• _Exercise_:
Exactly as given, repeat all of the entries.

• _Material provided_:
(begin)

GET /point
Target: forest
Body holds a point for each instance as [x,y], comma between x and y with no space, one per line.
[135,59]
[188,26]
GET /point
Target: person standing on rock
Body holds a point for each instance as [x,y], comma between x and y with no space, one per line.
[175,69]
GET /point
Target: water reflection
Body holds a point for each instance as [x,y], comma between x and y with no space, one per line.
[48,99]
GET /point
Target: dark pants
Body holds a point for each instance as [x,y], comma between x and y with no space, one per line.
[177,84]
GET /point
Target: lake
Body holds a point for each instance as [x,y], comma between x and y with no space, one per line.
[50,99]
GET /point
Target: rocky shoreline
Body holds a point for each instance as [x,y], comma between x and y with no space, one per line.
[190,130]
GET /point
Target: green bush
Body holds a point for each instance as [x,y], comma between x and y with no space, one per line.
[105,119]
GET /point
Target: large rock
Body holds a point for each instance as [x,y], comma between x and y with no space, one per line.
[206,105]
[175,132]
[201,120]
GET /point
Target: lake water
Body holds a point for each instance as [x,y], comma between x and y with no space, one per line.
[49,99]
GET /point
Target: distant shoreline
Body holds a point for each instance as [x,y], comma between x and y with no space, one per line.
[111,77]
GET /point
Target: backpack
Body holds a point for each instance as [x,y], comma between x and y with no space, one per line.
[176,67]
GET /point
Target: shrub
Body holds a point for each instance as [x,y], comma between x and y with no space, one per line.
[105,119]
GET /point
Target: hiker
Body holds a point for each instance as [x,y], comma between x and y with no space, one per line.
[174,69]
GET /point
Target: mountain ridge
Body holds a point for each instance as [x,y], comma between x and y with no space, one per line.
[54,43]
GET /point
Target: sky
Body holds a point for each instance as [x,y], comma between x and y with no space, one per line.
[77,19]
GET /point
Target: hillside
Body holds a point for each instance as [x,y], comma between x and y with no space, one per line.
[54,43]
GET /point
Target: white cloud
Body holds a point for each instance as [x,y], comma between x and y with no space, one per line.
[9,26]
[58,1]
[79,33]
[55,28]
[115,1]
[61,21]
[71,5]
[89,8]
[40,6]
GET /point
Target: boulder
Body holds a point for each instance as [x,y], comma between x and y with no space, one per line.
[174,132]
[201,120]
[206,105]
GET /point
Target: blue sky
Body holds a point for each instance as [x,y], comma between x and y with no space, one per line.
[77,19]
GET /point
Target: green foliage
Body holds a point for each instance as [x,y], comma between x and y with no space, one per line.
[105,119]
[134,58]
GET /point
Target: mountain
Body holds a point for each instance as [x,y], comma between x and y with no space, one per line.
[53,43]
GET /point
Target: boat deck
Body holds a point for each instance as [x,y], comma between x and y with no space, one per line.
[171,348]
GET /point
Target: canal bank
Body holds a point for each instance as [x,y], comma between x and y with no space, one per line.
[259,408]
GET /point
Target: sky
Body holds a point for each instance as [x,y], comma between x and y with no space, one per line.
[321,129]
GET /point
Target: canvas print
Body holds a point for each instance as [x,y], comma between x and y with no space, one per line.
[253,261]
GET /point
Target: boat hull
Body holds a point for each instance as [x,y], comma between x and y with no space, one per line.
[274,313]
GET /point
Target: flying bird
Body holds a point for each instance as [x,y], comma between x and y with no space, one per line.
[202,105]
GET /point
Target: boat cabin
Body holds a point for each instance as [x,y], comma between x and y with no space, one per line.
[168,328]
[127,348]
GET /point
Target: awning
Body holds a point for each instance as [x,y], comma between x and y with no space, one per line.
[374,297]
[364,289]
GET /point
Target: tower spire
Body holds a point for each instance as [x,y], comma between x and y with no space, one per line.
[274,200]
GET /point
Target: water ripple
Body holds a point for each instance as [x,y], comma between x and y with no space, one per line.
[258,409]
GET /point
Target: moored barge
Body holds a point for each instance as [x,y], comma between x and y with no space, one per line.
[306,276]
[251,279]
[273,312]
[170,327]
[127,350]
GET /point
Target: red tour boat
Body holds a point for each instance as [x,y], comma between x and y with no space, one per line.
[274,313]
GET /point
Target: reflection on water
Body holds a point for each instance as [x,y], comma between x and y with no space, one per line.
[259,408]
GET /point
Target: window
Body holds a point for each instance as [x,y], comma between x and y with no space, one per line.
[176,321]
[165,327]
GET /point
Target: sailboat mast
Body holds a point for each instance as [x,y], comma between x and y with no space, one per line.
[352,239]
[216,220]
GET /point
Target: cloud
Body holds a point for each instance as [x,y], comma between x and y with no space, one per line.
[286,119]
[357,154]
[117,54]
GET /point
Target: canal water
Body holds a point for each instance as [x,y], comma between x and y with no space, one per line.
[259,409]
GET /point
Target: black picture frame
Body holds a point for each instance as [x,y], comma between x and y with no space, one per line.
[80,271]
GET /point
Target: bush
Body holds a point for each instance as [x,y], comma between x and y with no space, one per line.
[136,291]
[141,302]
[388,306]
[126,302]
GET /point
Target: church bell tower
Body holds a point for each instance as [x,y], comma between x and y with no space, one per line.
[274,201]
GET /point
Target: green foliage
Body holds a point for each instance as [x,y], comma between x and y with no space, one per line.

(end)

• _Reply to the task_:
GET /point
Target: forest
Body holds a point for each instance as [x,y], comma between x and y with no space, one per line.
[135,59]
[188,26]
GET /point
Target: person standing on rock
Body holds a point for each instance as [x,y], comma between x and y with no space, one per line.
[175,69]
GET /point
Target: water reflection
Body holds a point for each instance as [x,y], comma between x and y with no space, one per line.
[48,99]
GET /point
Target: dark pants
Body holds a point for each instance as [x,y], comma between x and y with no space, one per line.
[177,84]
GET /point
Target: lake
Body holds a point for each instance as [x,y], comma between x and y with no space, one per line.
[50,99]
GET /point
Target: rocky shoreline
Body holds a point for each instance as [x,y], comma between x and y with no space, one per line.
[190,130]
GET /point
Target: green bush
Body holds a point for each instance as [x,y], comma between x and y with no space, one per line.
[105,119]
GET /point
Target: large rock
Body holds a point for each instance as [x,y], comma between x and y with no space, one per line.
[206,105]
[175,132]
[201,120]
GET /point
Target: lake water
Body holds a point for each instance as [x,y], comma between x and y with no space, one per line.
[49,99]
GET /point
Target: distant shoreline
Body holds a point for each instance as [x,y], comma between x and y with no space, one per line.
[111,77]
GET /point
Target: backpack
Body holds a point for each instance as [x,y], comma between x and y with no space, one per line.
[176,67]
GET /point
Target: shrub
Body holds a point for each instance as [x,y], comma between x and y with no space, one per line.
[105,119]
GET /point
Target: hiker
Body holds a point for each instance as [x,y], comma between x and y with no space, one per line.
[174,69]
GET /point
Target: mountain ridge
Body holds a point for each instance as [x,y], comma between x and y with no space, one per line.
[54,43]
GET /point
Target: sky
Body holds a point for each instance as [x,y], comma between x and y with no space, one per line.
[77,19]
GET /point
Target: hillside
Body holds a point for each instance as [x,y], comma between x and y with no space, one per line.
[54,43]
GET /point
Target: white cloud
Body holds a point for each instance as [x,y], comma between x and y with no space, one per line.
[9,26]
[58,1]
[79,33]
[55,28]
[115,1]
[61,21]
[71,5]
[89,8]
[40,6]
GET /point
Target: boulder
Body holds a point for each instance as [x,y], comma between x and y with no space, one per line.
[174,132]
[201,120]
[206,105]
GET /point
Target: blue sky
Body holds a point for each instance as [x,y], comma between x and y with no space, one per line.
[77,19]
GET /point
Target: green foliage
Body holds a point for each instance as [x,y], comma between x and y with no space, one per line.
[105,119]
[134,58]
GET /point
Target: mountain
Body holds a point for each instance as [x,y], comma between x and y with no space, one per line.
[53,43]
GET /point
Target: boat deck
Body holds a point for each instance as [x,y], comma between x and y with no space, one per line.
[171,348]
GET /point
Target: canal bank
Body holds a point for each instance as [x,y], comma between x and y with no space, one per line.
[259,408]
GET /point
Target: sky
Body holds a point for each instance as [x,y], comma between x and y with no space, one per line.
[321,129]
GET /point
Target: canvas print
Body holds a point for each instance as [x,y], comma between x and y with no space, one per line.
[253,261]
GET /point
Target: boat hull
Body holds a point for each instance as [x,y], comma between x and y with no space, one per line.
[274,313]
GET /point
Target: flying bird
Body holds a point for each instance as [x,y], comma between x and y with no space, one per line.
[202,105]
GET /point
Target: boat cabin
Body holds a point for each instance as [x,y], comma between x and y with no space, one per line.
[168,328]
[127,348]
GET /point
Target: awning
Body holds a point for each instance as [x,y], comma between x and y with no space, one per line.
[374,297]
[364,289]
GET /point
Target: tower spire
Body holds a point for each instance as [x,y], comma between x and y with no space, one per line.
[274,200]
GET /point
Target: water ripple
Body holds a point for each instance as [x,y], comma between x and y with no space, one per line.
[258,409]
GET /point
Target: moored barge
Body holds a point for each instance as [x,y], comma between x and y with no space, one per line.
[306,276]
[251,279]
[273,312]
[170,327]
[127,350]
GET /point
Target: red tour boat
Body holds a point for each instance as [x,y], comma between x and y with no space, one per line.
[274,313]
GET /point
Target: reflection on water
Body holds a point for each instance as [x,y], comma between x and y with no space, one per line.
[259,408]
GET /point
Target: window
Body holds a point for each instance as [x,y], comma between x and y with no space, one per line.
[176,321]
[165,327]
GET /point
Target: sailboat mast
Body holds a point for each instance as [x,y], comma between x and y with no space, one per line.
[352,239]
[216,220]
GET /point
Target: cloud
Body holds a point for each instance as [x,y], comma between x and y with no space, one per line.
[286,119]
[357,154]
[117,54]
GET /point
Target: canal water
Body holds a point for each instance as [x,y], comma between x and y with no space, one per line.
[259,409]
GET /point
Target: black picture frame
Body holds a point for each instance as [x,y], comma between x and y with no space, one per line.
[80,271]
GET /point
Target: bush
Body holds a point for each instance as [x,y], comma between x and y with no space, one per line.
[136,291]
[141,302]
[388,306]
[126,302]
GET /point
Target: church bell tower
Body holds a point for each instance as [x,y], comma between x and y with no space, one per line.
[274,201]
GET /point
Target: green foliage
Body holds a point for each instance as [x,y], comma between x and y with no space, one per line.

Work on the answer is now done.